* PROBLEM DETAILS
Only the lines from the one containing "of the tree" to the end of the records belong in the output; print them exactly.

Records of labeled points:
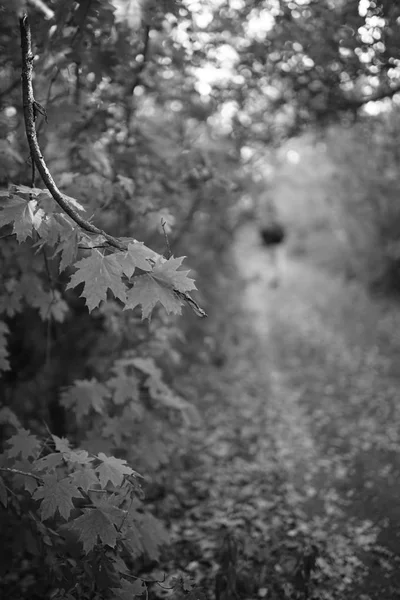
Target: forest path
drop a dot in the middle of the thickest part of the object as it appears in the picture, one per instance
(331, 355)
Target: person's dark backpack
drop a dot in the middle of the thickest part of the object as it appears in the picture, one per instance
(272, 234)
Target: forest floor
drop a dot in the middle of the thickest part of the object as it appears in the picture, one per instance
(296, 464)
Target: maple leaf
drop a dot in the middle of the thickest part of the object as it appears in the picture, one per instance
(138, 255)
(4, 362)
(146, 292)
(78, 456)
(166, 271)
(68, 248)
(21, 214)
(99, 273)
(94, 525)
(56, 495)
(84, 396)
(23, 443)
(154, 535)
(25, 481)
(113, 469)
(84, 478)
(159, 286)
(125, 388)
(61, 444)
(49, 462)
(129, 589)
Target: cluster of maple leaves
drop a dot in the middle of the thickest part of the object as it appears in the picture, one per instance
(90, 500)
(80, 498)
(137, 277)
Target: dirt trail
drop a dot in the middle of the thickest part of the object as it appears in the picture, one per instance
(332, 357)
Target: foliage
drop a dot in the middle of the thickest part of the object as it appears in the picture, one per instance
(81, 517)
(135, 160)
(366, 188)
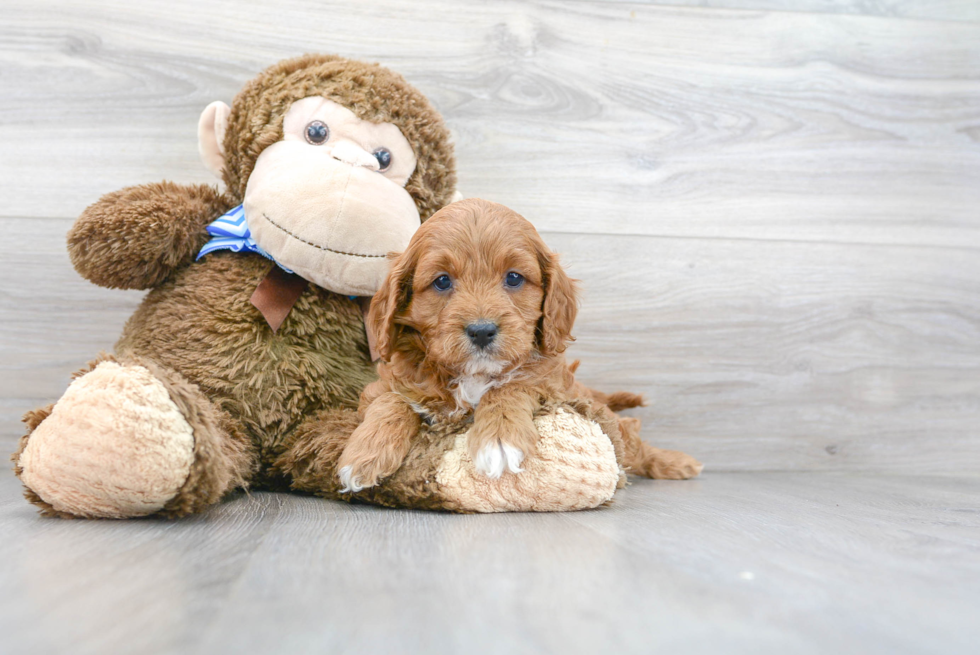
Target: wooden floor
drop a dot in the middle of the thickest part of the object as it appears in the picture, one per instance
(774, 210)
(731, 563)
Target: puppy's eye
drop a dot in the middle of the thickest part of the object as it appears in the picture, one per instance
(442, 283)
(383, 155)
(317, 133)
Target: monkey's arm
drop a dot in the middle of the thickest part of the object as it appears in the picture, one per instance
(135, 237)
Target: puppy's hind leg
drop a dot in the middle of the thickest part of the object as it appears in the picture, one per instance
(640, 458)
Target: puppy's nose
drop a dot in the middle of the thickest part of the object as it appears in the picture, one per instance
(481, 334)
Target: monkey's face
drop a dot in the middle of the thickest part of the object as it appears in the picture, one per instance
(328, 201)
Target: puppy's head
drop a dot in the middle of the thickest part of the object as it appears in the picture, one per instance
(477, 290)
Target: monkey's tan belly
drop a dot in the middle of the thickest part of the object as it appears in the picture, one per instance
(202, 325)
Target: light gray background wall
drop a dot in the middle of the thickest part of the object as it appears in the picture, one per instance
(774, 207)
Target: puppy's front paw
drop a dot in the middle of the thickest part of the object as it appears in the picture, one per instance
(669, 465)
(495, 457)
(352, 482)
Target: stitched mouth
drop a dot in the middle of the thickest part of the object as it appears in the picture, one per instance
(316, 245)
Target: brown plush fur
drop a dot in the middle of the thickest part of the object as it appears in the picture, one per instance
(372, 92)
(136, 237)
(243, 388)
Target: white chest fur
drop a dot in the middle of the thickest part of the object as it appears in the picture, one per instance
(470, 389)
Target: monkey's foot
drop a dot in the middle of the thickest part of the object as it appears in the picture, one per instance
(114, 446)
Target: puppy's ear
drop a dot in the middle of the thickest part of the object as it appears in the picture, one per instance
(393, 296)
(559, 307)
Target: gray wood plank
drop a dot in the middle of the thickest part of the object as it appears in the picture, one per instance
(954, 10)
(622, 118)
(753, 563)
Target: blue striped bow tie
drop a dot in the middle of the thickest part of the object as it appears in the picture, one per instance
(230, 232)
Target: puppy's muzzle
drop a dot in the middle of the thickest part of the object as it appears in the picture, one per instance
(481, 334)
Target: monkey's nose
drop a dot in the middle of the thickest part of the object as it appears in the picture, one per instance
(481, 334)
(351, 153)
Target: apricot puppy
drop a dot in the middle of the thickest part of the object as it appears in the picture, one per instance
(474, 317)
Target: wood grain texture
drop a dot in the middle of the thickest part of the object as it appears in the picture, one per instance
(774, 213)
(732, 563)
(955, 10)
(641, 119)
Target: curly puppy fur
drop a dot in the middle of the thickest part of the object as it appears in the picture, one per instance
(434, 366)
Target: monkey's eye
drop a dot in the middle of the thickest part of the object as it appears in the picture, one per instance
(442, 283)
(317, 133)
(383, 155)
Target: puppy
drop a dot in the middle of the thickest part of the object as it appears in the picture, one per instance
(474, 317)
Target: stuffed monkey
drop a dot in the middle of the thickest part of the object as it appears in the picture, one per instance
(244, 363)
(239, 343)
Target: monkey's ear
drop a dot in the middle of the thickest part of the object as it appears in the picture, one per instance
(211, 136)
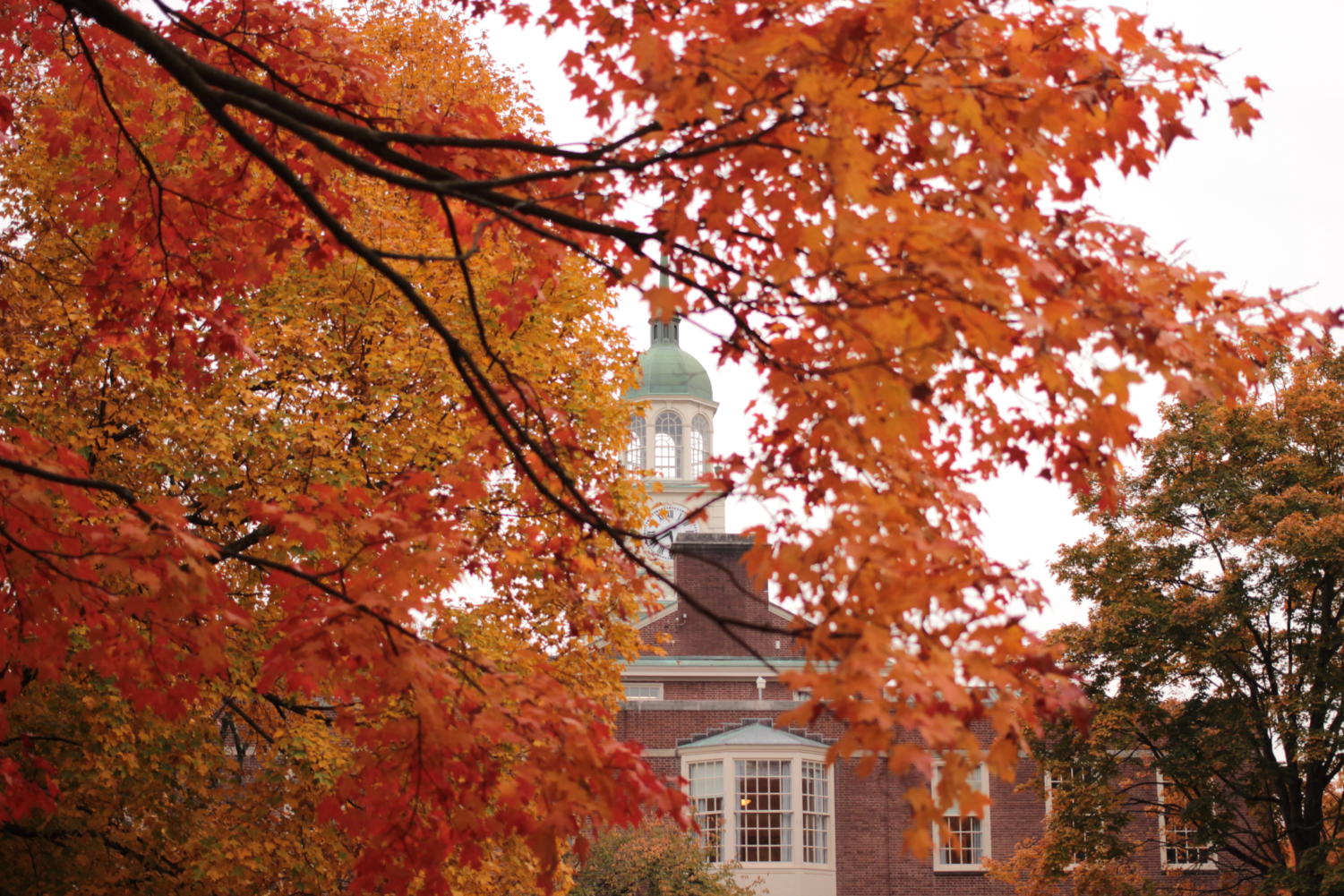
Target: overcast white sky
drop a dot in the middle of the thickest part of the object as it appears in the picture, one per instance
(1263, 211)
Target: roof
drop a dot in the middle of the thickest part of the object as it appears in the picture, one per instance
(665, 368)
(754, 735)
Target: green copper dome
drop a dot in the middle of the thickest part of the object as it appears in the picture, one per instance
(668, 370)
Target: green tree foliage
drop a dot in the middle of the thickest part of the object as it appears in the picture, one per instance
(1214, 641)
(654, 860)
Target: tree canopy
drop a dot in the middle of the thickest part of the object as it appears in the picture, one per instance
(312, 389)
(654, 860)
(1214, 644)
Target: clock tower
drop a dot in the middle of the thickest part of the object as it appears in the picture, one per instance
(672, 437)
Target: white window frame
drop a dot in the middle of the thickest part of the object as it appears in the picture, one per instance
(1051, 782)
(700, 446)
(1209, 864)
(635, 456)
(644, 691)
(954, 812)
(668, 445)
(797, 837)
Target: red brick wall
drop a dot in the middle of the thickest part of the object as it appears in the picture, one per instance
(871, 815)
(710, 568)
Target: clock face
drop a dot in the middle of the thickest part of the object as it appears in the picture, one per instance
(663, 523)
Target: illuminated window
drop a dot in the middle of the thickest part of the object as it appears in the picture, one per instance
(633, 458)
(651, 691)
(667, 445)
(699, 446)
(1183, 844)
(765, 798)
(816, 813)
(707, 805)
(764, 818)
(965, 842)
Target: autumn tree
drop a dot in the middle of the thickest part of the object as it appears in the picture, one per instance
(1214, 643)
(655, 858)
(311, 397)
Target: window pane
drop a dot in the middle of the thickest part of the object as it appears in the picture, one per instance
(707, 805)
(667, 445)
(699, 446)
(633, 458)
(764, 817)
(816, 813)
(963, 844)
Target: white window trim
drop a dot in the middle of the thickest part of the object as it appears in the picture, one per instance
(952, 810)
(1161, 840)
(797, 754)
(656, 686)
(1050, 782)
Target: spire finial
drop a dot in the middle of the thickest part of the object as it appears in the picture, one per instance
(664, 330)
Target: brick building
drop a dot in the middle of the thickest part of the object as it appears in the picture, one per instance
(705, 710)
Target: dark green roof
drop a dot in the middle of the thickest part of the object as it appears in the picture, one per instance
(665, 368)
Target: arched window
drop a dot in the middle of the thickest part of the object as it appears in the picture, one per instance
(699, 446)
(635, 458)
(667, 445)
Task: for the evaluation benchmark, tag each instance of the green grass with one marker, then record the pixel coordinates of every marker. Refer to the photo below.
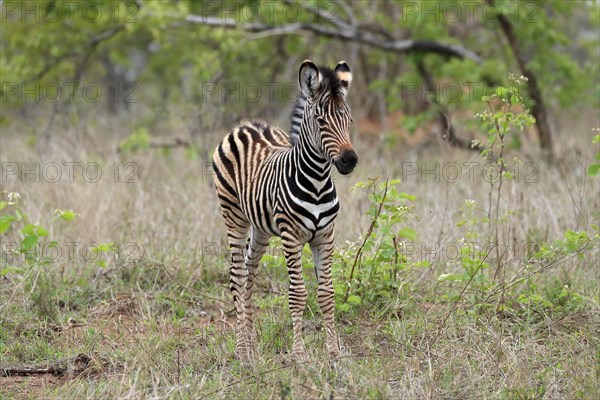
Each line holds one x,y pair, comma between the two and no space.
159,325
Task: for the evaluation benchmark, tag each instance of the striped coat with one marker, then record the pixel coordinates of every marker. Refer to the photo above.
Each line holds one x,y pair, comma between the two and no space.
270,183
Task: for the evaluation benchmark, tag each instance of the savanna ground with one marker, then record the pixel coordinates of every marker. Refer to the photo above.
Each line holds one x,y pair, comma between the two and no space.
128,296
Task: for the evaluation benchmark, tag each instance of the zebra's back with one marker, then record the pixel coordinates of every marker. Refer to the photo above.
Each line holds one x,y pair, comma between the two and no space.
248,154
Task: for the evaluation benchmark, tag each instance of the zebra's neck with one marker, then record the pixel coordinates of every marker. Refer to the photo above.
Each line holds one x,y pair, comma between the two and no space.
297,116
308,158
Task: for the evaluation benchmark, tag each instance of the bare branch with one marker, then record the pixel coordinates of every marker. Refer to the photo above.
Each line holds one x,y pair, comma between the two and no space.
344,33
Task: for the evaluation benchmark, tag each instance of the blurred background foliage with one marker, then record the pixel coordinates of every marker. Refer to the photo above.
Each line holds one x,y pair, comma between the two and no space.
196,67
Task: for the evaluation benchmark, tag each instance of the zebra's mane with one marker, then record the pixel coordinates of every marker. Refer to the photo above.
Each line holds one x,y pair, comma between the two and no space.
329,83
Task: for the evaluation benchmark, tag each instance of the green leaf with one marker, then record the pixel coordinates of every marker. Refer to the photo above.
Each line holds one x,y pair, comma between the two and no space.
344,307
594,169
29,242
407,196
408,233
5,222
28,229
8,270
449,277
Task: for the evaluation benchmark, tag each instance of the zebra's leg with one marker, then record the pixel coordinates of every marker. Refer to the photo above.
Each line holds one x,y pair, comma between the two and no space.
297,295
322,249
238,276
256,249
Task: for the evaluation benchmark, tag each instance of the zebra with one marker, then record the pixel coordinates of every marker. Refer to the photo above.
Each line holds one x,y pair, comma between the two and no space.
270,183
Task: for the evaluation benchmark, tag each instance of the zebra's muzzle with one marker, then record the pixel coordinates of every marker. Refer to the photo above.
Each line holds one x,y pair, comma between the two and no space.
346,161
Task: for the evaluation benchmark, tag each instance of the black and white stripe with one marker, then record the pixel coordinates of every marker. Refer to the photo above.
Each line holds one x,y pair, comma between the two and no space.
270,183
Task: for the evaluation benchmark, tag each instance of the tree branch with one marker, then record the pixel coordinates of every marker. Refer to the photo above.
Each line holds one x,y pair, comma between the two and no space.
447,129
344,33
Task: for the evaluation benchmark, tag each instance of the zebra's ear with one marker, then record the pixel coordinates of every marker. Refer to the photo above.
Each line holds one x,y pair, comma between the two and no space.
342,70
309,78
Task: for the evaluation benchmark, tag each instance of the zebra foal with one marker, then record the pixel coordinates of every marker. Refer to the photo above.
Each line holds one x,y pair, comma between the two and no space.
270,183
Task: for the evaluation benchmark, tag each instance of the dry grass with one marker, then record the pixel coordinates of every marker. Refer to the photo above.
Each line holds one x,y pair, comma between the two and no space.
157,323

* FINAL RESULT
Task: for the evaluation benchmark, tag each instance of the tree branch with one marker, then record the pixel coordinates of every marker. Refer to the photo above.
Each line holds one x,y pair, comma between the two and no space.
447,129
344,33
Task: for the evaluation benchmark, tag each instance of the zebra's ear with one marker, then record the pixel coordinates of every marker. Refer to the photo above.
Each line holds one x,y pair, comma between the two and no space.
342,70
309,78
Task: for the evaluation benchmark, tag each instance of the zebra foal with one marker, then record the pixel coordinates of every marker. Refer to the photo above.
Each line holds one x,y pair, comma between the two and no space.
270,183
Task: for the evaluation benchmark, tag each instance of the dry grass with one marker, then record the pixel coordinates of every marker. Refer to the photo above.
Each line holds one x,y pair, comma between the two and no space.
157,323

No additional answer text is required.